Data to examine: Begin

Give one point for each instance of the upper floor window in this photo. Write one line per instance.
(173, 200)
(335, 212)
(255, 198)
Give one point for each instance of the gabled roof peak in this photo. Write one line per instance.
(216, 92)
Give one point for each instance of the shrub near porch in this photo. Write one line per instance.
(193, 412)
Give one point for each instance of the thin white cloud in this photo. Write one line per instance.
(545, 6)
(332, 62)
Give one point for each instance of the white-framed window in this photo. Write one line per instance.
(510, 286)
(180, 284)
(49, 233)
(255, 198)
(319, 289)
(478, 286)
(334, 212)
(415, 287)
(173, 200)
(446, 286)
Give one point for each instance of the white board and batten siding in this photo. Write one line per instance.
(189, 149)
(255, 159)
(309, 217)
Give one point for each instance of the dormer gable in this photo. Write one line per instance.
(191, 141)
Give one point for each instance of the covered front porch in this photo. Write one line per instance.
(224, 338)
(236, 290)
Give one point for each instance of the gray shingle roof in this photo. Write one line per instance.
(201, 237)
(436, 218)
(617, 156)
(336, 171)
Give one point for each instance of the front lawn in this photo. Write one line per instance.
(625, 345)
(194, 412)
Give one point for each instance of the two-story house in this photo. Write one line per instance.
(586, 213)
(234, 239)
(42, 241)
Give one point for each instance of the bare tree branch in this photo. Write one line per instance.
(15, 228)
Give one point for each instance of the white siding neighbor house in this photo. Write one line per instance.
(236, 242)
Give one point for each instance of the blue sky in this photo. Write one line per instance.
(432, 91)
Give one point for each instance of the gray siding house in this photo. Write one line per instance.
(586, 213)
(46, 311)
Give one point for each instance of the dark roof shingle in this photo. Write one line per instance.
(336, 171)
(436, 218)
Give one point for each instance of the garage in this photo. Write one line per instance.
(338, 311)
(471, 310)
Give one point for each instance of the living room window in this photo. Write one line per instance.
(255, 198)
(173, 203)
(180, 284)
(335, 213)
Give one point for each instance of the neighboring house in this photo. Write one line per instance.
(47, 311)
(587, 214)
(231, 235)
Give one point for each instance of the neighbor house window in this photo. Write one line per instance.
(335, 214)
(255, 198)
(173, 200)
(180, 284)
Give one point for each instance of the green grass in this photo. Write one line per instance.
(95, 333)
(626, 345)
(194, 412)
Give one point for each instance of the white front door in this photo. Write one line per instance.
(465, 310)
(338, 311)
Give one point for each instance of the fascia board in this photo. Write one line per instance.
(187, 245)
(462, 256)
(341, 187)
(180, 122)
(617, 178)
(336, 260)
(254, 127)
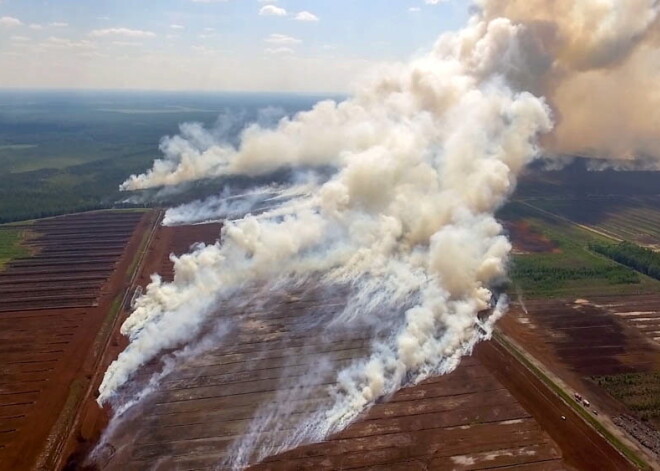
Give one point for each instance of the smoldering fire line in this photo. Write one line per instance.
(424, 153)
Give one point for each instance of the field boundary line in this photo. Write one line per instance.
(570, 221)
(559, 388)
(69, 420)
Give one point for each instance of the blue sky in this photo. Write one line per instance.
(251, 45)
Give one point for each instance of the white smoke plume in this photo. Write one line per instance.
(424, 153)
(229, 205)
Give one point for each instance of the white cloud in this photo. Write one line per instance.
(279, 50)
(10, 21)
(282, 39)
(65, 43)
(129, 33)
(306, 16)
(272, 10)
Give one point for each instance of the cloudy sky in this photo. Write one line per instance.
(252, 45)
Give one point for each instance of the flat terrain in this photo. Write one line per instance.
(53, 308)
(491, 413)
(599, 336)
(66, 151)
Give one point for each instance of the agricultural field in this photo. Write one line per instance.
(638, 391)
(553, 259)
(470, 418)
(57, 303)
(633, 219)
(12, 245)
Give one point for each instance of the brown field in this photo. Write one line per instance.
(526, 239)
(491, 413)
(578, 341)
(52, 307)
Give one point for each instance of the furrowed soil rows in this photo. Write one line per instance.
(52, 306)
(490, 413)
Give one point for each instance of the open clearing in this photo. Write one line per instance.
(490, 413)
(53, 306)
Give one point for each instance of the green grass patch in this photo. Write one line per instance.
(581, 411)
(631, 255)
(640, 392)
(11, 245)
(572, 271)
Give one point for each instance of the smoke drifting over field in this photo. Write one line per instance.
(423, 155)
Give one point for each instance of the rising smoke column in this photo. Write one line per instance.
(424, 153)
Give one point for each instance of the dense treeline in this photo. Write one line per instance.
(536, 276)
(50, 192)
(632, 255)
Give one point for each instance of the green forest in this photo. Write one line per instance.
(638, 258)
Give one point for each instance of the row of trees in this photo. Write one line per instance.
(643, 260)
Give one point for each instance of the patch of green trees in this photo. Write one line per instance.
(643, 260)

Data to examine: End

§ **Work instructions**: Return the entries exactly as given. Do not include pictures.

§ **Task solution**:
Give one point for each instance of the upper floor window in this photo. Write one line per instance.
(173, 200)
(335, 212)
(255, 198)
Give one point for each instance of the gabled roof peak in this photo. Write one line per instance.
(216, 92)
Give one point for each instance of the shrub near porch in this photo. Write one line per instance.
(193, 412)
Give one point for each instance of the thin white cloud in this photo. Write one line per instance.
(545, 6)
(332, 62)
Give one point for each instance of the white-framed window in this photo. Write one line per instance.
(510, 286)
(180, 284)
(49, 233)
(255, 198)
(319, 289)
(478, 286)
(334, 212)
(415, 287)
(173, 200)
(446, 286)
Give one point for each instance of the white board and batten siding in this photo. Write one line per instance.
(189, 149)
(255, 159)
(309, 217)
Give one point for each instance of the dormer gable in this photo. Write one line per instance.
(191, 141)
Give one point for each instance of the covered front porch in this photo. Write one line per instance.
(224, 338)
(236, 290)
Give one point for each instance of the gray shingle roof in this photo. Write one line per instance.
(201, 237)
(436, 218)
(617, 156)
(336, 171)
Give one point for each instance of the front lawn in this photo. Write one line per instance.
(625, 345)
(194, 412)
Give one point for each instance of the two-story house in this photo. Write one line per instance.
(586, 213)
(234, 239)
(42, 241)
Give one point for each instance of the bare tree branch in this photo. Write one line per instance.
(15, 228)
Give one point for each instance of the white siding neighbor house in this photo. Write one line per instance.
(236, 242)
Give one point for each instance of the blue sky in this photo. Write one line per instance.
(432, 91)
Give one point for each instance of the gray siding house in this photo. Write one line per instance.
(586, 213)
(46, 311)
Give one point for each instance of the dark roof shingle in this photo. Write one line per instance.
(336, 171)
(436, 218)
Give one point for each instance of the garage in this photo. Write one line per instance.
(338, 311)
(471, 310)
Give one point for each instance of the living room window in this photo. Write one line per instance.
(255, 198)
(173, 203)
(180, 284)
(335, 213)
Give one point for each instance of the neighboring house in this photo. Write one line per instance.
(47, 311)
(587, 214)
(231, 235)
Give one point for each instance of the neighbor house window in this photo. Write one line per instance.
(335, 214)
(255, 198)
(173, 200)
(180, 284)
Give one point for each instance of the green grass in this photo. Write one line per instance.
(95, 333)
(626, 345)
(194, 412)
Give one point for each instance of the white front door in this photo. Write one line per instance.
(465, 310)
(338, 311)
Give one point for each instance of the fascia board in this photo. Write one line per instance.
(187, 245)
(462, 256)
(341, 187)
(180, 122)
(617, 178)
(336, 260)
(254, 127)
Give one point for each instance of the smoldering fire line in this photo. Write one line per instance.
(424, 153)
Give one point for each instance of the field boundary line in this photo. Write one line per instance.
(570, 221)
(559, 388)
(69, 420)
Give one point for each instance of the blue sky in this photo. Write one line per instance.
(251, 45)
Give one point for each instance of the white smoke plume in this photo. Write one line per instance.
(424, 153)
(229, 205)
Give one point for each instance of the white cloud in this photo. Write one line per instance.
(279, 50)
(10, 21)
(282, 39)
(65, 43)
(129, 33)
(306, 16)
(272, 10)
Give one point for each instance of the cloudy sky in this photo. Write one line per instance.
(252, 45)
Give one point for each instance of the flat terrain in this photo. Write one line per instance.
(53, 308)
(491, 413)
(599, 336)
(66, 151)
Give one point for each instance of the agricultural field in this photo. Write one line per instance.
(638, 391)
(553, 259)
(470, 418)
(57, 303)
(633, 219)
(12, 245)
Give one point for each instance of the brown field in this photo. Write one line per instance.
(526, 239)
(491, 413)
(578, 341)
(52, 307)
Give one point for each instance of the furrowed soil rows in this photo. Write one line per instance.
(52, 306)
(490, 413)
Give one point for each instance of the open clearing in this photo. Write one line per instance.
(490, 413)
(53, 306)
Give one point for each instance of the green grass patch in this photo. Write one line per instance.
(581, 411)
(631, 255)
(640, 392)
(11, 245)
(572, 271)
Give one point for each instance of the smoke drifting over field in this photo. Write one line per instance.
(423, 155)
Give one point for each instance of the rising smoke column in this photo. Write one line per instance.
(424, 153)
Give one point for each instance of the dense treeline in this photo. Write one line per instance.
(536, 276)
(50, 192)
(632, 255)
Give one point for each instance of the green forest in this photo. Write one line per instance.
(638, 258)
Give one point for each instance of the row of trees in this photo. Write one line per instance.
(643, 260)
Give one point for each instance of the patch of green trees in this photo. Write one line per instance.
(643, 260)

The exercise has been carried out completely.